# Work item
Find how many lines in the listing below include the word "vent". Give that number only.

# Provided records
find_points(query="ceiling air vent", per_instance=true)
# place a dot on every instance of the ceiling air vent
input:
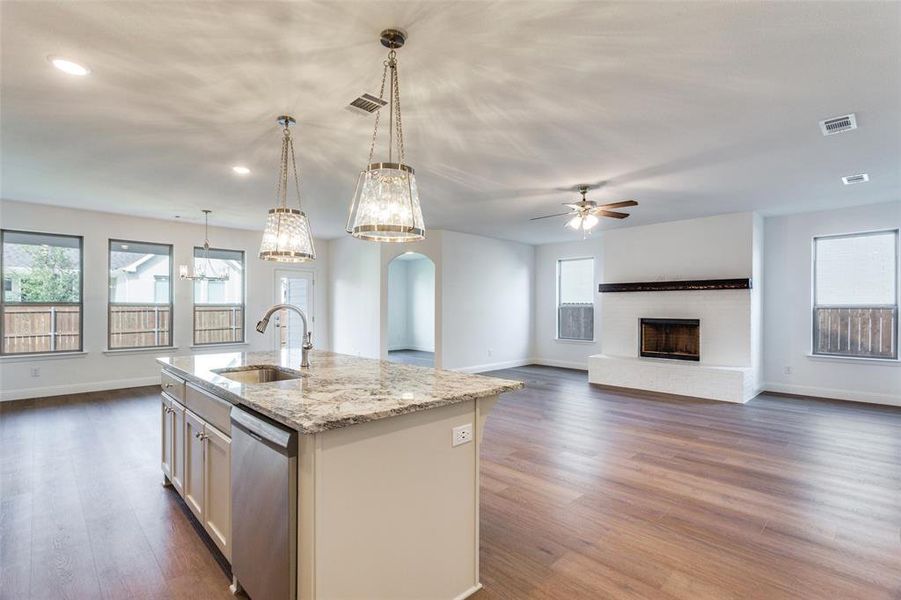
(852, 179)
(838, 124)
(366, 104)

# Written solution
2